* **Directions for this task**
Render the records below as a JSON list of strings, with one string per line and blank lines omitted. Leave the pictures out.

— START Material supplied —

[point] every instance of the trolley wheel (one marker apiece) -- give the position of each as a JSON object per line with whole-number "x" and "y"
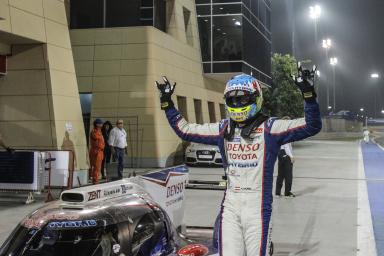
{"x": 271, "y": 248}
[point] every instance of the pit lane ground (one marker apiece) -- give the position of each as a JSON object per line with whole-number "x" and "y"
{"x": 324, "y": 218}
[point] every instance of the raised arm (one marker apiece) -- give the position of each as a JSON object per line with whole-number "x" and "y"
{"x": 199, "y": 133}
{"x": 285, "y": 131}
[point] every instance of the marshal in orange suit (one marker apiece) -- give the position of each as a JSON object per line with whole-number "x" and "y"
{"x": 96, "y": 151}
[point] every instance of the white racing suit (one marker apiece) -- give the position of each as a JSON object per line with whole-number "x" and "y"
{"x": 249, "y": 163}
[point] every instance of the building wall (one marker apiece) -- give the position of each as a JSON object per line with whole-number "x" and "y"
{"x": 39, "y": 95}
{"x": 120, "y": 65}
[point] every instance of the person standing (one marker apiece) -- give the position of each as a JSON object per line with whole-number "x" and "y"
{"x": 249, "y": 143}
{"x": 3, "y": 145}
{"x": 118, "y": 144}
{"x": 366, "y": 135}
{"x": 106, "y": 130}
{"x": 285, "y": 165}
{"x": 96, "y": 152}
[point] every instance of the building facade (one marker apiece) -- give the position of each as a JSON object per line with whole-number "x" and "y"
{"x": 39, "y": 99}
{"x": 59, "y": 80}
{"x": 118, "y": 58}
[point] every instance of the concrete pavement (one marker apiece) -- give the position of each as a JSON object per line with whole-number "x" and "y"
{"x": 321, "y": 220}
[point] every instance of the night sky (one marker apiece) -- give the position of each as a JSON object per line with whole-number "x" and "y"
{"x": 357, "y": 33}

— END Material supplied —

* **Answer below**
[
  "[point] every instance of the trolley wheel (one marker apiece) -- give the position of each as a JSON object per line with whole-number \"x\" and \"y\"",
  "{\"x\": 271, \"y\": 248}",
  "[point] every instance of the pit lane ground (one marker apiece) -- give the position of each as a JSON object per line with whole-number \"x\" and \"y\"",
  "{\"x\": 324, \"y\": 218}",
  "[point] every instance of the raised arm (one marker apiece) -- give the position of each as a JSON object per line with whole-number \"x\" and \"y\"",
  "{\"x\": 199, \"y\": 133}",
  "{\"x\": 285, \"y\": 131}",
  "[point] every instance of the marshal in orange suit (one marker apiece) -- give the position of each as a JSON object per line with whole-number \"x\" and \"y\"",
  "{\"x\": 96, \"y\": 151}",
  "[point] every instance of the white racing suit (one marker apiece) -- give the position of each as a JSON object per line with whole-number \"x\" and \"y\"",
  "{\"x\": 249, \"y\": 163}",
  "[point] every instance of the building wall (one marker apiece) -- give the position of each as a JSON object per line with whole-number \"x\" and \"y\"",
  "{\"x\": 39, \"y\": 95}",
  "{\"x\": 120, \"y\": 65}",
  "[point] every instance of the person standing (one marker apiece) -- give the position of each as a JSON object per line with whole-number \"x\" and \"y\"",
  "{\"x\": 249, \"y\": 143}",
  "{\"x\": 3, \"y\": 145}",
  "{\"x\": 118, \"y\": 144}",
  "{\"x\": 366, \"y\": 135}",
  "{\"x\": 106, \"y\": 130}",
  "{\"x\": 285, \"y\": 165}",
  "{\"x\": 96, \"y\": 152}",
  "[point] every instance of the building facade (one marker apiece) -- give the position of each as a JSON object per line with whole-number \"x\" and \"y\"",
  "{\"x\": 39, \"y\": 99}",
  "{\"x\": 59, \"y\": 80}",
  "{\"x\": 118, \"y\": 58}",
  "[point] every instance of the concrete pavement (one marker apiece) -- give the position of each as a JSON object per line with whole-number \"x\" and \"y\"",
  "{\"x\": 321, \"y\": 220}",
  "[point] every instance of the night sky (one marker apiece) -- give the position of each as a JSON object per line with whole-number \"x\" and \"y\"",
  "{\"x\": 357, \"y\": 33}"
]